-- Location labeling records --
▬▬▬

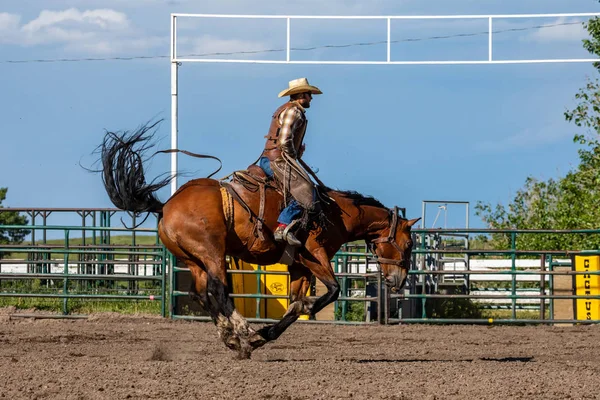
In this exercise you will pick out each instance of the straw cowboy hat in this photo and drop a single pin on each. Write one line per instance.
(298, 86)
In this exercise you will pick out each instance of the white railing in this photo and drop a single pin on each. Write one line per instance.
(176, 60)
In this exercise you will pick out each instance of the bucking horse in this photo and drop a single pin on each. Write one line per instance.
(207, 219)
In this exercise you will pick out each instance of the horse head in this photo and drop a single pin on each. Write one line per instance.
(393, 250)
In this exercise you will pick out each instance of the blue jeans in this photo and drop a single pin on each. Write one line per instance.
(293, 209)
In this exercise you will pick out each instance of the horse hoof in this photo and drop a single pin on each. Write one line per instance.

▬▬▬

-- WHAT THE TASK ASKS --
Copy the records above word for word, leaving the pictures out.

-- OUTPUT OF THE EXERCISE --
In this exercise you will pick out each instance of the straw cowboy hat in this photo and drop a single pin on each. Write one line per instance.
(298, 86)
In this exercise you will pick out each instance of the white railing in this photo and drop a single pin on each. Write one line per instance.
(176, 60)
In this exercise you will pick out each instance of the bucking horse in this photo and drop a single pin on each. Write one line per instance.
(207, 219)
In this exercise you will pick out each instance of the horse head in this photo and drop a single pin on each. Write one line per instance.
(393, 250)
In this exercise you will pick out each instance of the blue jeans in this photo and drop a single pin on each. Write one line per instance.
(293, 209)
In this exercise you will pick out each instance of the horse hoof in this photo and drop a single pin on each. Write one line per instance.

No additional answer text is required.